=== INPUT DATA ===
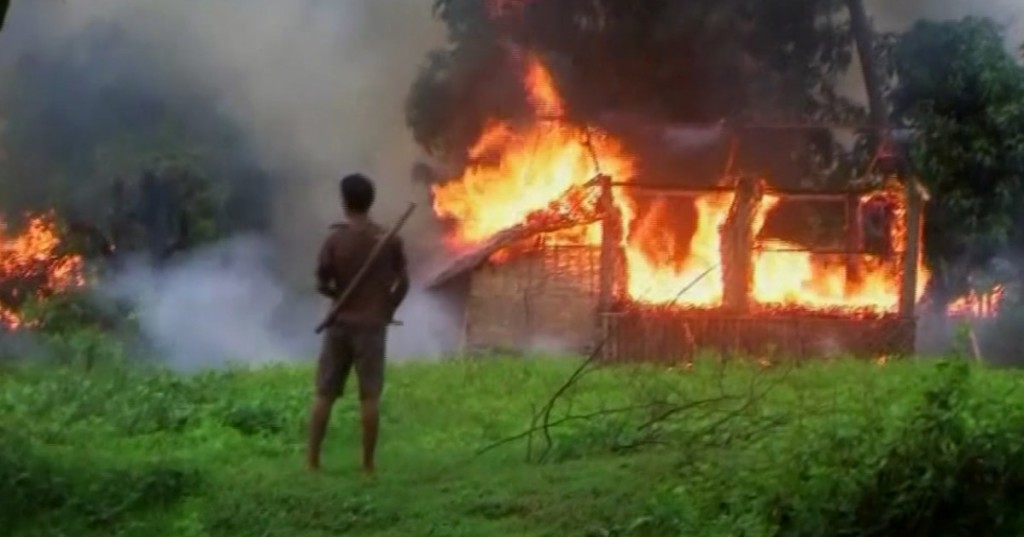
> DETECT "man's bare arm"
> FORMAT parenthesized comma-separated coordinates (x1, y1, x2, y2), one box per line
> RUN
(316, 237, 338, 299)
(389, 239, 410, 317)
===
=== INPUT DATA ===
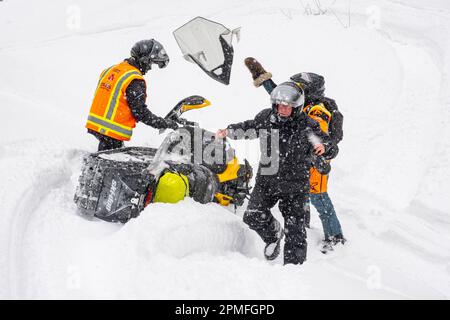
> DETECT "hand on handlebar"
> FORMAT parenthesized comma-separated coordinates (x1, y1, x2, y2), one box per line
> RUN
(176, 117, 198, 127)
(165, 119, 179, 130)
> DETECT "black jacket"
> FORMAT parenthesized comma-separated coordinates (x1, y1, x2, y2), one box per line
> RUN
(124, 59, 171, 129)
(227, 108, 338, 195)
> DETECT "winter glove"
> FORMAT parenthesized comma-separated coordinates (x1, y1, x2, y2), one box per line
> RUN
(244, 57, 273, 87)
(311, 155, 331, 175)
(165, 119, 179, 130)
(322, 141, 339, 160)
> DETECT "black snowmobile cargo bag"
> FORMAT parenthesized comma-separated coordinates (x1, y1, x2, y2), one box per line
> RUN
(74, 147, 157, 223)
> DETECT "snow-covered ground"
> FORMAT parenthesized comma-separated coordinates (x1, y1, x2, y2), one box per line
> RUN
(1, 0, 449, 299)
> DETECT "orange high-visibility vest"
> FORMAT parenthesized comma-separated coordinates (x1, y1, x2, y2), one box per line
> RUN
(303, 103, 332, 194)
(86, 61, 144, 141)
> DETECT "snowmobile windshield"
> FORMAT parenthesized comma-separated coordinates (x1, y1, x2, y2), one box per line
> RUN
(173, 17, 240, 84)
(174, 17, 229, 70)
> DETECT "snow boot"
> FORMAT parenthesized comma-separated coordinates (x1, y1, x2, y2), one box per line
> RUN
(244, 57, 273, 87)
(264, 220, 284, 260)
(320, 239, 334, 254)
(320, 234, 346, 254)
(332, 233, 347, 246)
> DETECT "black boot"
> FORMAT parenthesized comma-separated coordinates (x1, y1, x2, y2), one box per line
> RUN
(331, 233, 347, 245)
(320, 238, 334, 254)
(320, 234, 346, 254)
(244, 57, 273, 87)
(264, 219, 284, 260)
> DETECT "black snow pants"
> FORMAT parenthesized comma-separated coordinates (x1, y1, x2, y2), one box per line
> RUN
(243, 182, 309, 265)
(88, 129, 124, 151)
===
=== INPUT DATA ===
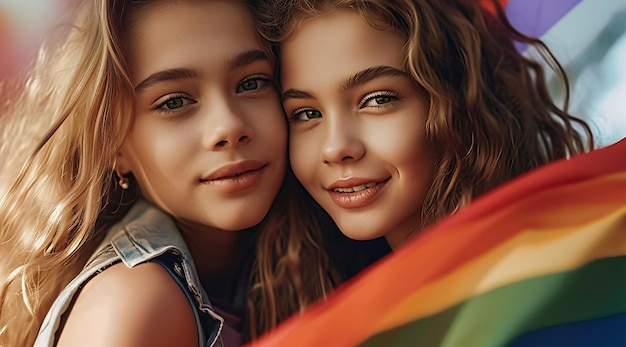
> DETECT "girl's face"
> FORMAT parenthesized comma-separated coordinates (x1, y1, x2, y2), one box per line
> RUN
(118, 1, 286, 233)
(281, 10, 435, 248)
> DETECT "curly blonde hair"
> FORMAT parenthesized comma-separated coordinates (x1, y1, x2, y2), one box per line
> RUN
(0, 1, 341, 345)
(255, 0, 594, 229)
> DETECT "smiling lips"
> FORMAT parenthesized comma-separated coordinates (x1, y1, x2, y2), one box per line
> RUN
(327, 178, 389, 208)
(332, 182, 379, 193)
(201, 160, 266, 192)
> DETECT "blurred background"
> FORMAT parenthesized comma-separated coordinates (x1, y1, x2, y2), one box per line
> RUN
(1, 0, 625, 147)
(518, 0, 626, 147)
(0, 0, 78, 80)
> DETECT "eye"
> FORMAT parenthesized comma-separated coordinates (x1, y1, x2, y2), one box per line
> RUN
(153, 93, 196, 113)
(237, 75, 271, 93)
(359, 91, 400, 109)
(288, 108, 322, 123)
===
• [WHAT THE TASK REQUIRES] A copy of each line above that holds the word "black" is the expected answer.

• [TASK RESPONSE]
> DETECT "black jacket"
> DETECT "black snowmobile cargo bag"
> DETECT "black boot"
> DETECT "black snow pants"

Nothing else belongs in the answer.